* _課題_
マッカラン蒸溜所に関する原文では、新マッカラン蒸溜所の建設コストはいくらとされているか。

* _原文_
◆ ◆ ◆

写真1.新マッカラン蒸溜所の外観。東側から見たところで、緩やかに波打っている建物の屋根は、蒸溜所周辺の風景を擬している。

一言で言えば、エーッ!というところである。スペイ川に向かって傾斜している丘の斜面を削って半地下に埋め込んだ蒸溜所は、“宇宙ステーション”とか“ボンド映画の悪役の隠れ家”と言われるほど、世界的な建築デザイン会社のロジャーズ・スターク・ハ-バー・パートナーズ社が担当したデザインは、スコッチ・モルト蒸溜所の伝統的概念を意図的に破壊しに行ったとさえ思われるが、設計者の思いは、来訪者に畏敬の念も込めた感動を持ってもらいたいという事であった。

基本的な構想が明らかにされたのは2012年、それから6年かけて蒸溜所は2018年に完成した。参考資料1に建設記録のビデオや完成後の所内の写真が多数掲載されているので、興味のある方はご覧ください。新マッカラン蒸溜所の建設コストは1億4千万ポンド(約200億円)、蒸溜能力は100%アルコール換算で15,000KLである。

マッカラン蒸溜所の歴史

マッカラン蒸溜所の歴史は1824年に、地方の農家であったアレキサンダー・リードが、現在マッカラン蒸溜所のある地所のうち8エーカー(約32,000m2)を、地主の第5代シーフィールド伯爵から借地して蒸溜所を建てた時に遡る。1824年は、ジョージ・スミスがその前年の1823年に成立した新酒税法(Excise Act 1823)の下で、第一号の免許を取得してグレンリベット蒸溜所を建てているので、マッカランのリードも同じ年にスタートしたことになる。多くのスコッチの蒸溜所と同じで、マッカラン蒸溜所もその196年の歴史の中で幾多の変遷を経て来た。蒸溜所は、19世紀中に数名の手を経ているが、1892年にマッカラン蒸溜所を購入して経営に当たったロデリック・ケンプ(Roderick Kemp)は近代のマッカランの祖と言われている。マッカランと言えばシェリー・ウッドでの熟成が有名だが、スパニッシュ・オークのシェリー・ウッドで熟成したスタイルを確立したのがケンプである。

ケンプは1909年に死去したが、マッカランはケンプ財団が引き継ぎ、1990年代まで経営に関与していた。1824年にMacallanを創立したリードは、大麦を栽培する農地と小さな蒸溜所をつくるために8エーカーを借地して始めたが、1961年にマッカランは370エーカー(約150万m2)のエステート全部を購入した。その中に現在マッカランのシンボルになっているイースター・エルキース・ハウス(Easter Elchies House)も含まれていた。マッカランが購入した時には、1700年に建てられたこの荘園領主の館は、時期は分からないが長年住む人もなく放置され荒廃した状態だったが、会社は1977年に修復し、レセプション・センターとした。マッカランのシングル・モルトの評価が高まり、国内外多くの関係者が訪れるようになったからである。

◆ ◆ ◆

* _表示データ_
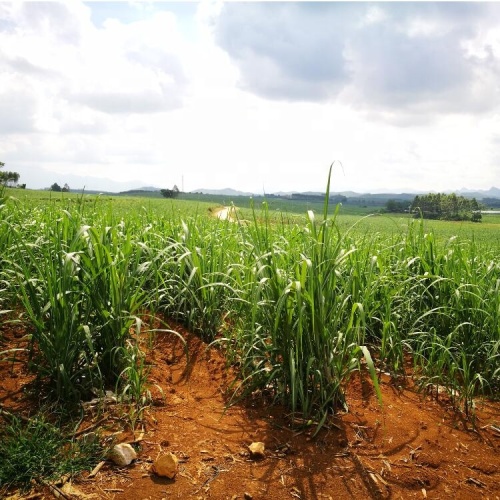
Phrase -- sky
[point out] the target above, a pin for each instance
(256, 96)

◆ ◆ ◆

* _解答_
1億4千万ポンド(約200億円)。